═══ Brano da leggere ═══

Il  Consiglio  di  Stato  in  sede  giurisdizionale,   Quinta  Sezione     

ha pronunciato la seguente

D E C I S I O N E

sul ricorso in appello n. 2153/2003, proposto dal Comune di VENEZIA, in persona del Sindaco p.t., rappresentato e difeso dagli avv.ti Nicolò PAOLETTI, Maria Maddalena MORINO e Giulio GIDONI e presso il primo elettivamente domiciliato in Roma, via Tortolini 34,

C O N T R O

LANA Bianca, costituitasi in giudizio, rappresentata e difesa dall’avv. Antonio IERADI presso il quale elettivamente domicilia in Roma, via Crescenzio 25,

PER L’ANNULLAMENTO

della sentenza del TAR di Venezia, Sezione II, 13 gennaio 2003, n. 324;

visto il ricorso in appello con i relativi allegati;

visto l’atto di costituzione in giudizio dell’appellata;

viste le memorie prodotte dalle parti a sostegno delle rispettive difese;

visti gli atti tutti di causa;

vista l’ordinanza della Sezione n. 1237 del 1° aprile 2003, di accoglimento dell’istanza cautelare di sospensione dell’efficacia della sentenza appellata;

relatore, alla pubblica udienza del 18 novembre 2003, il Consigliere Paolo BUONVINO; uditi, l’avv. PAOLETTI per il Comune appellante e l’avv. IERADI per l’appellata.

═══ Righe ═══

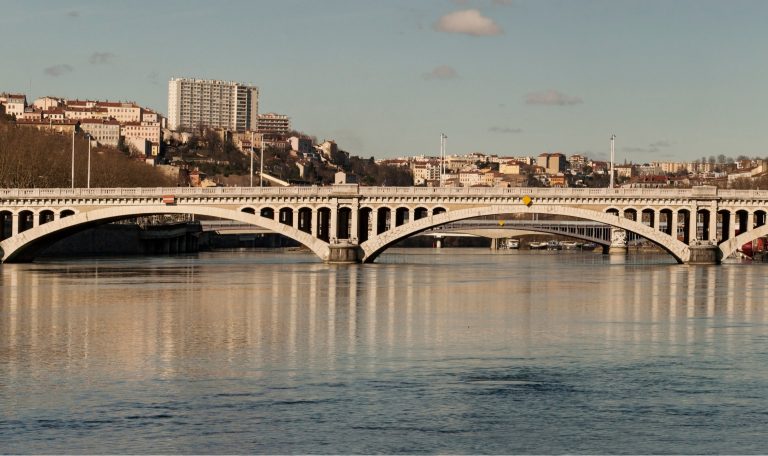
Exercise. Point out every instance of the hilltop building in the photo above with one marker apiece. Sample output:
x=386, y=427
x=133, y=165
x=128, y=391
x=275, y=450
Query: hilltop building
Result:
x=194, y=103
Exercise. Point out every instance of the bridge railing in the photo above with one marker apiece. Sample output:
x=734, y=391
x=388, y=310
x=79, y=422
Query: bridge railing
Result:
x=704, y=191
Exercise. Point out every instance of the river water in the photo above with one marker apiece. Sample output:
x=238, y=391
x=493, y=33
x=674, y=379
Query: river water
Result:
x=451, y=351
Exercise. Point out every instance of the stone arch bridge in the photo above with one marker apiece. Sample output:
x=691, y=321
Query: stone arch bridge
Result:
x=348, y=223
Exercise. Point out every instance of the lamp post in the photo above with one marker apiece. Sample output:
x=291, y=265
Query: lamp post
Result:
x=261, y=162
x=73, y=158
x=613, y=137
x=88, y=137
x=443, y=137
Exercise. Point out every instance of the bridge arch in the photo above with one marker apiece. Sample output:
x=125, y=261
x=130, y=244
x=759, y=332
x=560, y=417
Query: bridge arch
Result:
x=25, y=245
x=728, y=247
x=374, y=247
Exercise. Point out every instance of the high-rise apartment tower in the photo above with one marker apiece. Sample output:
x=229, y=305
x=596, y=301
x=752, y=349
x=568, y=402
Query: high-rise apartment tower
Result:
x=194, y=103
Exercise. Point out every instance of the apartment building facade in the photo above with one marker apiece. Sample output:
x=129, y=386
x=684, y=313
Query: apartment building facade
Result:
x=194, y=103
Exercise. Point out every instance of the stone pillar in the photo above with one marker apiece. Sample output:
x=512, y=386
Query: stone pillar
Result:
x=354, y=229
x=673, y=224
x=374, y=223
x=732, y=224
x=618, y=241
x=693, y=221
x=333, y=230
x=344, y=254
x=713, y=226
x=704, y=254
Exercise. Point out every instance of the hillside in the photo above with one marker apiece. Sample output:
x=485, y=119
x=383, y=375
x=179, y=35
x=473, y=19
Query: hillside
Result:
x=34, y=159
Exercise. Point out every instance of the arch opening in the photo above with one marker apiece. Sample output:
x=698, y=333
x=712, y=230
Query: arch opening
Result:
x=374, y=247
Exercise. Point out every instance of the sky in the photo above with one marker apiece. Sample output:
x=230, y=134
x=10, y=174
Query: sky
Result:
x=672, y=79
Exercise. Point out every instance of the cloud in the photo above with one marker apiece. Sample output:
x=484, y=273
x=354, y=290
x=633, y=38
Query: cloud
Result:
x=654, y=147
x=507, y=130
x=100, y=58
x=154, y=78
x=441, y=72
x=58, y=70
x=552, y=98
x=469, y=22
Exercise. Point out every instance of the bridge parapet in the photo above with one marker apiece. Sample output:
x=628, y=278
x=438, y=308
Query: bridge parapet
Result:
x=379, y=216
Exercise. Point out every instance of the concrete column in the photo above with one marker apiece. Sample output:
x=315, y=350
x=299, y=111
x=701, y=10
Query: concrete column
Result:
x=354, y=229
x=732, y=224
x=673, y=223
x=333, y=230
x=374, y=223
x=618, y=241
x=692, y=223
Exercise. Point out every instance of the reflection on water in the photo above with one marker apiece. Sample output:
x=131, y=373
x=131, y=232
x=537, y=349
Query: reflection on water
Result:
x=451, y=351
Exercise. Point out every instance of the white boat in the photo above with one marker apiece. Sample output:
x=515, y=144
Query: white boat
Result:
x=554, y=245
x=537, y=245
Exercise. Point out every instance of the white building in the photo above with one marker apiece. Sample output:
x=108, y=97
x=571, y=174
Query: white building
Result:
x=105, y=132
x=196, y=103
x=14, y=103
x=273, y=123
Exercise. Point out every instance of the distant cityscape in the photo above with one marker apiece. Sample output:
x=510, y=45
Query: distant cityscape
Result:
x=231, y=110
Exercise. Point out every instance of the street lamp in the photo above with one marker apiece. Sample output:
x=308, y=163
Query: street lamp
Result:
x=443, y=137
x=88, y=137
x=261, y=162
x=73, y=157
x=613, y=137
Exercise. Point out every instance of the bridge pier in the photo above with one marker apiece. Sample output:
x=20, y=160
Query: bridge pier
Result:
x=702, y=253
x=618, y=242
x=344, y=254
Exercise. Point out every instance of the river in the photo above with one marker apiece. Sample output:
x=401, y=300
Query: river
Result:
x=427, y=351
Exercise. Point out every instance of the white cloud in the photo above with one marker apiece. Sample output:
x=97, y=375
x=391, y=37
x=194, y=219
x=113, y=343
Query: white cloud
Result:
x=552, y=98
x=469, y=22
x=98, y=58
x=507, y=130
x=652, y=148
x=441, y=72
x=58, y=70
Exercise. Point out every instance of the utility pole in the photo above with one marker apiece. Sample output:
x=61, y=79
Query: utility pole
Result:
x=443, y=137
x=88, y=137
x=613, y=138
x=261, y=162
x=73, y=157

═══
═══ Righe ═══

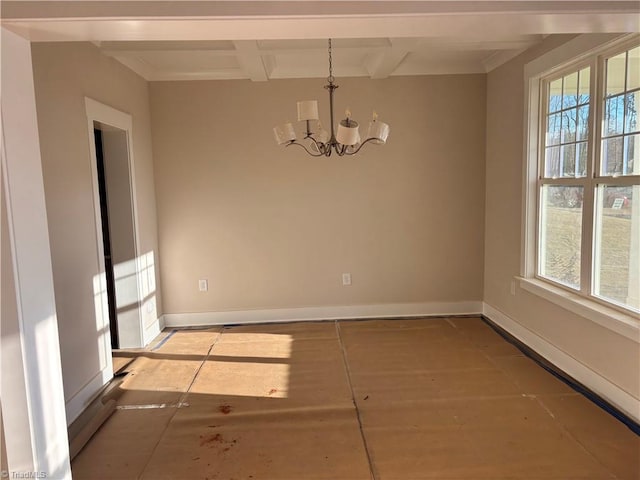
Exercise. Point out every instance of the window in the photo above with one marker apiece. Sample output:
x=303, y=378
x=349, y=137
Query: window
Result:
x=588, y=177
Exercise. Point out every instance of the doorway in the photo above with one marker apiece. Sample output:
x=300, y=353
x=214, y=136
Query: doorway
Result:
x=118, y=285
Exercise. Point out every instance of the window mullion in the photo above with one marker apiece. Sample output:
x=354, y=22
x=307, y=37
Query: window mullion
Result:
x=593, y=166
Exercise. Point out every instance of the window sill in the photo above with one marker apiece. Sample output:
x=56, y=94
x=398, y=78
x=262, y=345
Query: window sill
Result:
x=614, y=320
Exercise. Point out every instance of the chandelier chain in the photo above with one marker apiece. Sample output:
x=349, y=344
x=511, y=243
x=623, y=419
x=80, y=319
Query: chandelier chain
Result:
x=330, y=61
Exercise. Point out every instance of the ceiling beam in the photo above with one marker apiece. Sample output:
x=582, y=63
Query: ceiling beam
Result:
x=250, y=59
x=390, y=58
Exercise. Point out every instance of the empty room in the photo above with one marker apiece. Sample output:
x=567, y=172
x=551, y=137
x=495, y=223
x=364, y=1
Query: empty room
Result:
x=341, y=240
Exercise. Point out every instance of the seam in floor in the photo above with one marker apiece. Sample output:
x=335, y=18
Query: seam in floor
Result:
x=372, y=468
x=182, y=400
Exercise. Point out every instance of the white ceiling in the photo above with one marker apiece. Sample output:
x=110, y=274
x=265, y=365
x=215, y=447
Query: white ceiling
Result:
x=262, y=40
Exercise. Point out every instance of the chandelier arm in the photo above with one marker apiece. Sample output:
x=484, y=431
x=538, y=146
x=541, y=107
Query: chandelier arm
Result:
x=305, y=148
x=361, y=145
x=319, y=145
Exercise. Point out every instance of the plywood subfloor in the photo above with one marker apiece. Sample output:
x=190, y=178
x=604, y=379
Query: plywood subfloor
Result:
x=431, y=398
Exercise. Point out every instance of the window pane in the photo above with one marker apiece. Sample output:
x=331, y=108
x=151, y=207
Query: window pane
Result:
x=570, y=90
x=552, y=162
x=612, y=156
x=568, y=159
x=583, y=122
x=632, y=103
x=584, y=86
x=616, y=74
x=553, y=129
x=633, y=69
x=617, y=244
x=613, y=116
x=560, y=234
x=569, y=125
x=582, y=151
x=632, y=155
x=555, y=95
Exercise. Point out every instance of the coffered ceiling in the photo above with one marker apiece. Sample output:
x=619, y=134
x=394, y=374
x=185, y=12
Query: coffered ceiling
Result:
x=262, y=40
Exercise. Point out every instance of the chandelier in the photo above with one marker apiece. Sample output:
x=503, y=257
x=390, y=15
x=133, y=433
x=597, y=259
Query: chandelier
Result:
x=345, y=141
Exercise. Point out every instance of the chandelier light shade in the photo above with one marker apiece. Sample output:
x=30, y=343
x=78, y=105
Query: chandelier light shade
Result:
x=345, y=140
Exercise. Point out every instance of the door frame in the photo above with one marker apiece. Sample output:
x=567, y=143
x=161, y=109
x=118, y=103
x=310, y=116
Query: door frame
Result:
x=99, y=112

═══
═══ Righe ═══

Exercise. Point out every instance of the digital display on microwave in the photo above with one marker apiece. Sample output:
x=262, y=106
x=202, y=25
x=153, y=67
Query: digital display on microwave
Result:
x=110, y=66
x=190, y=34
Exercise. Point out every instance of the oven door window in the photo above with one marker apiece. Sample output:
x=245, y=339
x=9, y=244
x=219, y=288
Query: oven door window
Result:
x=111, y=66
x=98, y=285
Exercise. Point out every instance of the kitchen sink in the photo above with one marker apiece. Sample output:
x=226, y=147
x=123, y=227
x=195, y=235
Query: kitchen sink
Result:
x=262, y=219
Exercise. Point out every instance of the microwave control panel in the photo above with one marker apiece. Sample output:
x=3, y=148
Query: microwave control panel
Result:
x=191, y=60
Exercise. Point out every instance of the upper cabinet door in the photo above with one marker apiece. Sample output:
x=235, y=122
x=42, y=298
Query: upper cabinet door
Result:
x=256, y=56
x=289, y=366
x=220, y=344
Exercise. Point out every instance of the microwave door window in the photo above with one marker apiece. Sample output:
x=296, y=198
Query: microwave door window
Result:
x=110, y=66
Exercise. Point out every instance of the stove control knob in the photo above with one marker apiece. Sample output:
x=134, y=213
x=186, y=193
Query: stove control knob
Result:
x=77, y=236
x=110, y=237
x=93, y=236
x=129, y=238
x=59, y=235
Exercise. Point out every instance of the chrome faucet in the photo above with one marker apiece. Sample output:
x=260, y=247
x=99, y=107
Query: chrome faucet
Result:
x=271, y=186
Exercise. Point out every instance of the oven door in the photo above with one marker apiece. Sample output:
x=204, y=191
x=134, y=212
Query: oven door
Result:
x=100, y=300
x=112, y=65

═══

Da fare:
- 1) Secondo la decisione del Consiglio di Stato, di quale sentenza si chiede l'annullamento?
- 2) Scrivi il seguito della decisione del Consiglio di Stato, ripartendo subito dopo l'ultima frase riportata.

Risposte per compito:
- 1) La sentenza del TAR di Venezia, Sezione II, 13 gennaio 2003, n. 324.

- 2)
Ritenuto e considerato, in fatto e in diritto, quanto segue:

F A T T O  

1) - Con la sentenza qui appellata il TAR ha accolto il ricorso proposto dalla Sig.ra Lana Bianca per l’annullamento del provvedimento comunale 6 settembre 2002, n. 2002/341146, di diffida a non eseguire i lavori indicati nella D.I.A.

2) - Per l’appellante Comune di Venezia la sentenza sarebbe erronea e dovrebbe essere riformata.

Si è costituita l’appellata, insistendo per l’infondatezza dell’appello e per la conferma della sentenza appellata.

Con memorie conclusionali le parti ribadiscono i rispettivi assunti difensivi.

D I R I T T O  

1) - Con la sentenza in forma semplificata qui impugnata il TAR ha accolto il ricorso proposto dall’odierna appellata per l’annullamento del provvedimento comunale 6 settembre 2002, n. 2002/341146, di diffida a non eseguire i lavori indicati nella D.I.A.

Deduce il Comune appellante l’erroneità della sentenza in quanto basata su di una non corretta interpretazione normativa.

2) – L’appello è fondato.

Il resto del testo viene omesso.